* REQUIRED TASK:
Repeat the lines of the listing below exactly, starting at the line that contains "Could you please spot the burnt" and running through the last line, both included, and only those.
++++ RAW DATA
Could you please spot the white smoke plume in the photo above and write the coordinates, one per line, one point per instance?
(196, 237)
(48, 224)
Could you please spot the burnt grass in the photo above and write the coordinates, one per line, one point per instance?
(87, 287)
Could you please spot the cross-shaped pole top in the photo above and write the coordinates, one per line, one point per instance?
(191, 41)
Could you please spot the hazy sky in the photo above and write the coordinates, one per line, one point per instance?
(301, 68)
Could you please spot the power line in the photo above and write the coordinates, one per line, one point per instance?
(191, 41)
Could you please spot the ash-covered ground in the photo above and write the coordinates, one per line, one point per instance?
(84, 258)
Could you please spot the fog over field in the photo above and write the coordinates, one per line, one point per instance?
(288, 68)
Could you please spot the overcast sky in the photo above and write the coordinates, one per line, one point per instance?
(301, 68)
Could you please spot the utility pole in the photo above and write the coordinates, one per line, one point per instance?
++++++++
* FULL ANSWER:
Could you please spot the burnt grass in the photo above and write the coordinates, one per line, one point per instance?
(87, 287)
Could you please spot the cross-shaped pole top in the photo above and write the coordinates, one per line, one point per instance?
(191, 41)
Could you please spot the hazy sky in the photo above and write the coordinates, one per line, one point per instance?
(301, 68)
Could you please spot the power line in the photo above and write the coordinates, one per line, one point per instance?
(191, 41)
Could you please spot the ash-covered ground in the photo above and write the coordinates, one per line, one point per instance?
(84, 258)
Could you please spot the fog over field in the photo above and write the coordinates, one per line, one point per instance?
(288, 68)
Could you please spot the overcast sky in the photo above and write the coordinates, one per line, one point per instance?
(301, 68)
Could you please spot the utility pole in the photo above and write the coordinates, one per line, one point per instance?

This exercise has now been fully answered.